IHRE AUFGABE:
Greifen Sie den Text über Kusminows Aussagen zur verarmenden russischen Mittelschicht wieder auf und führen Sie ihn im Anschluss an seinen letzten Satz fort.

VORLIEGENDER TEXT:
******
Jaroslaw Kusminow, Rektor der russischen Hochschule für Wirtschaft (HSE), erklärte, dass der Mangel an staatlicher Unterstützung viele Mitglieder der russischen Mittelschicht während der Covid-19-Pandemie arm gemacht habe. Seiner Meinung nach ist es schlicht unmöglich, das Problem der sinkenden Einkommen der Bevölkerung allein durch die „Unterstützung der Schwächsten“ zu lösen.
Der Wissenschaftler ist sich sicher, dass der der Absturz der Mittelschicht in die Kategorie der Armen „politisch explosiv“ ist. Bislang sieht der Experte keine politischen Konsequenzen dieses Prozesses – „die jüngsten heftigen politischen Auseinandersetzungen sind höchstwahrscheinlich keine Reaktion darauf“, doch „die Antwort steht noch aus, und es muss etwas dagegen getan werden“, so der HSE-Rektor. Seiner Meinung nach können die sinkenden Einkommen der Mittelschicht auch dazu führen, dass in Russland kein signifikanter Anstieg des Wirtschaftswachstums zu verzeichnen und der Wert „innerhalb von 2 Prozent“ bleiben wird.
******
DATEN:
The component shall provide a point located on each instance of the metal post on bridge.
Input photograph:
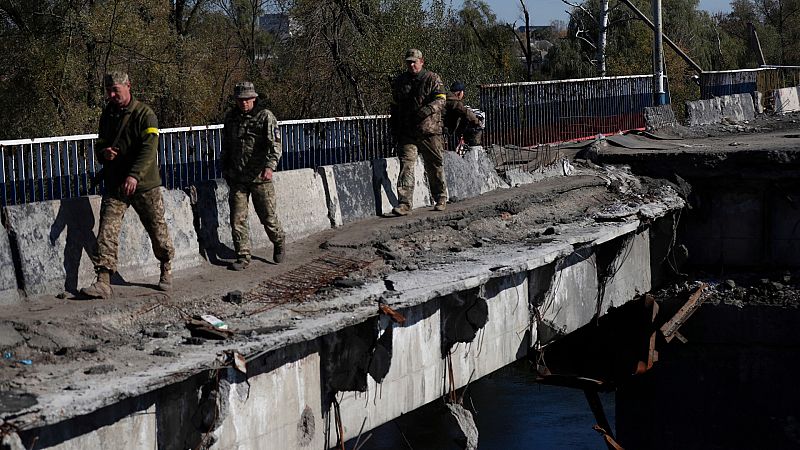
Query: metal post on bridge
(660, 96)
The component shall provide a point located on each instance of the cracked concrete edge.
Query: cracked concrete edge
(63, 405)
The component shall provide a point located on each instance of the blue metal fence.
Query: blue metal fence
(747, 81)
(535, 113)
(63, 167)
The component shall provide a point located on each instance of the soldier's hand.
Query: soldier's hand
(129, 186)
(109, 153)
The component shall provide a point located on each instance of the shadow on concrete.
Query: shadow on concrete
(76, 217)
(206, 222)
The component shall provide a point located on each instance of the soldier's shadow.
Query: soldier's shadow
(77, 218)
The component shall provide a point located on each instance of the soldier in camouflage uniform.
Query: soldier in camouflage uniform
(127, 147)
(460, 120)
(418, 99)
(251, 148)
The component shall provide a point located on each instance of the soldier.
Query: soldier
(127, 147)
(416, 118)
(460, 120)
(251, 148)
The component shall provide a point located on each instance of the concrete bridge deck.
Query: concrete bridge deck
(477, 285)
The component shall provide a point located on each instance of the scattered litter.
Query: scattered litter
(214, 321)
(236, 360)
(99, 370)
(234, 297)
(206, 329)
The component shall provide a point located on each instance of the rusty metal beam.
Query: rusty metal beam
(671, 327)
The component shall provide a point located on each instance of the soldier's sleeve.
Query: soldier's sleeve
(148, 153)
(436, 97)
(466, 114)
(273, 132)
(224, 153)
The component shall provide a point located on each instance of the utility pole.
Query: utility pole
(658, 57)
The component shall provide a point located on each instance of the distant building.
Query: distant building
(281, 25)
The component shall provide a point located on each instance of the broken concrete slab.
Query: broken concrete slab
(735, 108)
(786, 100)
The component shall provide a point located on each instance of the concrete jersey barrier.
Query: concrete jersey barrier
(8, 277)
(786, 100)
(56, 238)
(737, 108)
(301, 206)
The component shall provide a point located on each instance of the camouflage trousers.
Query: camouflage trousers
(264, 204)
(149, 205)
(432, 152)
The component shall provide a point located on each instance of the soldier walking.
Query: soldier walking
******
ANTWORTTEIL:
Die Entscheidung des Staates, die Produktion und die „Schwächsten“ zu unterstützen, während die Mittelschicht, die „ihre Lebensgrundlagen verloren hat“, nicht unterstützt wird, bezeichnete Kusminow in einem Interview mit RBK als „Fehler unserer Politik“.
Der Ökonom wies darauf hin, dass „alle Innovationen im Konsum und jede Innovation in der Wirtschaft von der Mittelschicht getragen werden, also von den Menschen, die über Auswahlmöglichkeiten verfügen“. Die zentrale Herausforderung, der sich Russland nach Angaben des HSE-Rektors jetzt stellen muss, ist „der anhaltende Rückgang der Realeinkommen der Bevölkerung, der mit traditionellen Methoden wie die Unterstützung der Schwächsten nicht zu bewältigen sei“.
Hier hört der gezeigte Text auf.